▶ EXERCISE DESCRIPTION
Render every line of the items below as a Markdown table with two columns, Row and Line, where Row numbers each line in order. Leave out any blank lines.

▶ Stored items
----------------------------------------

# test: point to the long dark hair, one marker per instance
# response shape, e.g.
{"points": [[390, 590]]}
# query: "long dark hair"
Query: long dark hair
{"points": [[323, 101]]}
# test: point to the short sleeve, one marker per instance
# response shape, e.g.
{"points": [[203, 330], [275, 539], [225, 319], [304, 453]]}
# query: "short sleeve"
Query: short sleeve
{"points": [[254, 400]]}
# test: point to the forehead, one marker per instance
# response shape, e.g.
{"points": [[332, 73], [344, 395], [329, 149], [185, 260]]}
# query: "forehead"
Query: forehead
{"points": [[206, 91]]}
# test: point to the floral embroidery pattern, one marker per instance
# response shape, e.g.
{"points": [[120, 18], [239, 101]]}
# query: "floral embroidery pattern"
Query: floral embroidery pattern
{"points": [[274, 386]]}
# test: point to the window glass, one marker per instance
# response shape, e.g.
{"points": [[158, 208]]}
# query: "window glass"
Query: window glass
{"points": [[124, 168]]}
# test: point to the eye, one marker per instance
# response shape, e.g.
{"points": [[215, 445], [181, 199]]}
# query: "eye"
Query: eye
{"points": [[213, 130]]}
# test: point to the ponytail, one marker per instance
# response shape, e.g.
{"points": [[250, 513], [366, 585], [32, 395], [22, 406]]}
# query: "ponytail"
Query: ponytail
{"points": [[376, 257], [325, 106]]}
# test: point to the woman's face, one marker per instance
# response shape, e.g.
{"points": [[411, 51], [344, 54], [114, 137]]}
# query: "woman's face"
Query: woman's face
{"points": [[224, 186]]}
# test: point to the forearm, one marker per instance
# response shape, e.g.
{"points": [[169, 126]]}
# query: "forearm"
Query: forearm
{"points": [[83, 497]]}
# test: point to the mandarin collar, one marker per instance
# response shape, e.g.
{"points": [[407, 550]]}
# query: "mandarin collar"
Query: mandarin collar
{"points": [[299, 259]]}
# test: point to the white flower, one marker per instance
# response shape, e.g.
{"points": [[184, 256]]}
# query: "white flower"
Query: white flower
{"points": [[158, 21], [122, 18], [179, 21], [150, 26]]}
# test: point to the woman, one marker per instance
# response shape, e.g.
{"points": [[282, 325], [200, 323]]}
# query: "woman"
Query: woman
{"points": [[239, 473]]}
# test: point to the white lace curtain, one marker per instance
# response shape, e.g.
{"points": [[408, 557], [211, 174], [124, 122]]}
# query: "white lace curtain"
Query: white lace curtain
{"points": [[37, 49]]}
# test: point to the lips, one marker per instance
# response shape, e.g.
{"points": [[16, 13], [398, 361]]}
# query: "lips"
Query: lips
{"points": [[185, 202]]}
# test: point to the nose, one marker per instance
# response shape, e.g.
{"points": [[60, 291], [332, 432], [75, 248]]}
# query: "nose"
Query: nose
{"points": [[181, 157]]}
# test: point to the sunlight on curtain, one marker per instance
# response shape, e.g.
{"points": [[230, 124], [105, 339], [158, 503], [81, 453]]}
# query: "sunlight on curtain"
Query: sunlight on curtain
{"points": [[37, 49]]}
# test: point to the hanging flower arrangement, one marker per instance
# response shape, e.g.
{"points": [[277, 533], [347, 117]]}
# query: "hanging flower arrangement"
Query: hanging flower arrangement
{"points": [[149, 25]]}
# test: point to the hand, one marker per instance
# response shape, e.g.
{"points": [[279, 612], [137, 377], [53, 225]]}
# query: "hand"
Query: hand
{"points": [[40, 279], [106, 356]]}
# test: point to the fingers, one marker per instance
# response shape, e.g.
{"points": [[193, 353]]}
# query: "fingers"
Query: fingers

----------------------------------------

▶ RESPONSE TO THE EXERCISE
| Row | Line |
|---|---|
| 1 | # test: point to the long dark hair, one marker per instance |
| 2 | # response shape, e.g. |
| 3 | {"points": [[390, 590]]} |
| 4 | # query: "long dark hair" |
| 5 | Query: long dark hair |
| 6 | {"points": [[323, 101]]} |
| 7 | # test: point to the short sleeve, one marker per instance |
| 8 | # response shape, e.g. |
| 9 | {"points": [[203, 330], [275, 539], [225, 319], [304, 453]]} |
| 10 | # query: "short sleeve" |
| 11 | Query: short sleeve |
| 12 | {"points": [[254, 400]]} |
| 13 | # test: point to the forehead, one marker per instance |
| 14 | # response shape, e.g. |
| 15 | {"points": [[332, 73], [344, 395], [329, 149], [185, 260]]} |
| 16 | # query: "forehead" |
| 17 | Query: forehead |
| 18 | {"points": [[206, 91]]} |
| 19 | # test: point to the floral embroidery pattern, one marker per instance |
| 20 | # response shape, e.g. |
| 21 | {"points": [[120, 18], [239, 101]]} |
| 22 | # query: "floral embroidery pattern" |
| 23 | Query: floral embroidery pattern |
| 24 | {"points": [[274, 386]]} |
| 25 | # test: point to the window glass, one marker per instance |
| 26 | # response shape, e.g. |
| 27 | {"points": [[158, 208]]} |
| 28 | # query: "window glass" |
| 29 | Query: window glass |
| 30 | {"points": [[124, 168]]} |
| 31 | # test: point to the eye, one marker per instance |
| 32 | # response shape, e.g. |
| 33 | {"points": [[215, 445], [181, 199]]} |
| 34 | # query: "eye" |
| 35 | Query: eye |
| 36 | {"points": [[213, 130]]} |
| 37 | # test: point to the ponytail, one marker per instance |
| 38 | # response shape, e.g. |
| 39 | {"points": [[250, 513], [366, 585], [32, 395], [22, 406]]} |
| 40 | # query: "ponytail" |
| 41 | Query: ponytail |
| 42 | {"points": [[376, 257], [325, 106]]} |
| 43 | # test: point to the woman's face, one marker per instance |
| 44 | # response shape, e.g. |
| 45 | {"points": [[411, 51], [344, 54], [114, 137]]} |
| 46 | # query: "woman's face" |
| 47 | Query: woman's face |
| 48 | {"points": [[224, 186]]} |
| 49 | # test: point to the forearm, one marker per instance |
| 50 | # response shape, e.g. |
| 51 | {"points": [[169, 126]]} |
| 52 | # query: "forearm" |
| 53 | Query: forearm |
| 54 | {"points": [[83, 497]]} |
| 55 | # test: point to the mandarin collar, one marker per instance |
| 56 | # response shape, e.g. |
| 57 | {"points": [[407, 550]]} |
| 58 | # query: "mandarin collar" |
| 59 | Query: mandarin collar |
| 60 | {"points": [[299, 259]]} |
| 61 | # test: point to the white flower, one marker per instance |
| 62 | # response shape, e.g. |
| 63 | {"points": [[184, 256]]} |
| 64 | # query: "white flower" |
| 65 | Query: white flower |
| 66 | {"points": [[158, 21], [122, 18], [179, 21], [150, 26]]} |
| 67 | # test: point to the woman, one marker per instance |
| 68 | # response shape, e.g. |
| 69 | {"points": [[282, 325], [200, 323]]} |
| 70 | # query: "woman" |
| 71 | Query: woman |
| 72 | {"points": [[239, 473]]} |
| 73 | # test: point to the white lace curtain, one marker per instance |
| 74 | # response shape, e.g. |
| 75 | {"points": [[408, 557], [211, 174], [124, 122]]} |
| 76 | # query: "white lace curtain" |
| 77 | Query: white lace curtain |
| 78 | {"points": [[37, 49]]} |
| 79 | # test: point to the lips, one marker per instance |
| 80 | # response shape, e.g. |
| 81 | {"points": [[16, 13], [398, 361]]} |
| 82 | # query: "lips" |
| 83 | Query: lips |
| 84 | {"points": [[185, 202]]} |
| 85 | # test: point to the nose, one marker per instance |
| 86 | # response shape, e.g. |
| 87 | {"points": [[60, 291], [332, 432], [75, 248]]} |
| 88 | # query: "nose" |
| 89 | Query: nose |
| 90 | {"points": [[181, 157]]} |
| 91 | # test: point to the sunlight on curtain, one marker per instance |
| 92 | # response shape, e.g. |
| 93 | {"points": [[230, 124], [105, 339], [158, 503], [81, 453]]} |
| 94 | # query: "sunlight on curtain" |
| 95 | Query: sunlight on curtain |
| 96 | {"points": [[37, 49]]} |
| 97 | # test: point to the hanging flower arrangement, one marker per instance |
| 98 | # response shape, e.g. |
| 99 | {"points": [[277, 533], [347, 117]]} |
| 100 | # query: "hanging flower arrangement" |
| 101 | Query: hanging flower arrangement |
| 102 | {"points": [[149, 25]]} |
| 103 | # test: point to the hand, one marker per instance |
| 104 | # response shape, e.g. |
| 105 | {"points": [[279, 612], [137, 377], [53, 225]]} |
| 106 | # query: "hand" |
| 107 | Query: hand |
| 108 | {"points": [[40, 279], [106, 356]]} |
| 109 | # test: point to the fingers, one marker per instance |
| 110 | # response shape, e.g. |
| 111 | {"points": [[193, 353]]} |
| 112 | # query: "fingers" |
| 113 | Query: fingers |